= Compiti =
(A) Rispondi a queste domande usando il brano sulle centrali telefoniche della Regione Puglia:
(i) In che anno è stata fatta la scelta di attivare tre centrali diverse?
(ii) Quante assunzioni sono in ballo?
(iii) Quanto è costato l'acquisto delle attrezzature?
(B) Prosegui il brano sulle centrali telefoniche della Regione Puglia a partire dal punto in cui si interrompe.

= Brano fornito =
------------------------------------
Il problema nasce proprio , dalla scelta di attivare tre diversi cali-center, fatta nel 2019 dall’allora vicepresidente della giunta Emiliano, Tonino Nunziante, mentre le altre Regioni che sono già partite hanno optato al massimo per la doppia centrale. Perché? Ufficialmente perché la Regione Puglia non possiede un immobile abbastanza grande per ospitare tutte le postazioni. Ma più probabilmente per accontentare i territori, perché sono in ballo 126 assunzioni (i concorsi sono già stati espletati), e le pressioni (nell’anno della campagna elettorale) erano come sempre enormi.
Il risultato è, appunto, che sono stati spesi 4,5 milioni pelle ristrutturazioni, e finiti i lavori è emerso che servivano almeno altri 800mila euro per ri-ristrutturare (i lavori sono in corso, dovrebbero terminare a ottobre). Altri 2,9 milioni sono serviti all’acquisto delle attrezzature, e 6 milioni per l’attivazione delle linee telefoniche (la Regione sta pagando i canoni a vuoto). Poi i costi di progettazione, la formazione, i costi per le procedure di selezione del personale, ed ecco che il conto arriva a 15 milioni.
------------------------------------
= Dati registrati =

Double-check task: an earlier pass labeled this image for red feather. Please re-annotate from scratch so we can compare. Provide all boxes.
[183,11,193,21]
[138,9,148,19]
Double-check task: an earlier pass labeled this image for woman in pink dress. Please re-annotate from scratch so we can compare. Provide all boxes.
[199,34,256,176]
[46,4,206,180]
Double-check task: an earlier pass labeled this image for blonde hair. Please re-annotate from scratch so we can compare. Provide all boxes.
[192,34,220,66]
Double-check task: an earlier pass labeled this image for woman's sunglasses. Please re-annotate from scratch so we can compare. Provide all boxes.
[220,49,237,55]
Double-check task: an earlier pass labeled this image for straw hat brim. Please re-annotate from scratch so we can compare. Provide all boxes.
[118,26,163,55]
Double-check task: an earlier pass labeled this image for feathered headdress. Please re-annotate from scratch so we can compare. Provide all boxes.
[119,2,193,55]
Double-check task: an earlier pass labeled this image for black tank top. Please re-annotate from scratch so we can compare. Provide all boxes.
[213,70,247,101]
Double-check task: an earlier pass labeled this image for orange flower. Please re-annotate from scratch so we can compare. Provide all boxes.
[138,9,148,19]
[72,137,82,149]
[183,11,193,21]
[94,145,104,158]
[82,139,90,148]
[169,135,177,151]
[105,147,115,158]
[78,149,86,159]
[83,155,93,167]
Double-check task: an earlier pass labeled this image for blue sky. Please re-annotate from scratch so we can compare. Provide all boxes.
------------------------------------
= Soluzioni =
(A)
(i) Nel 2019.
(ii) 126.
(iii) 2,9 milioni.

(B)
Il numero unico, introdotto dall’Europa fin dal lontano 1991, serve a dare ai cittadini un riferimento unico che raggruppa sia le forze dell’ordine (carabinieri, polizia, Finanza) che i servizi di emergenza (118 e vigili del fuoco): gli operatori si accertano del tipo di necessità e smistano la chiamata verso l’interlocutore appropriato, ma fungono anche da interfaccia per la gestione di alcune situazioni di emergenza. La centrale può utilizzare i servizi di geolocalizzazione (i gestori trasmettono la posizione di chi chiama), e si occupa di trasmettere gli avvisi di emergenza attraverso gli sms.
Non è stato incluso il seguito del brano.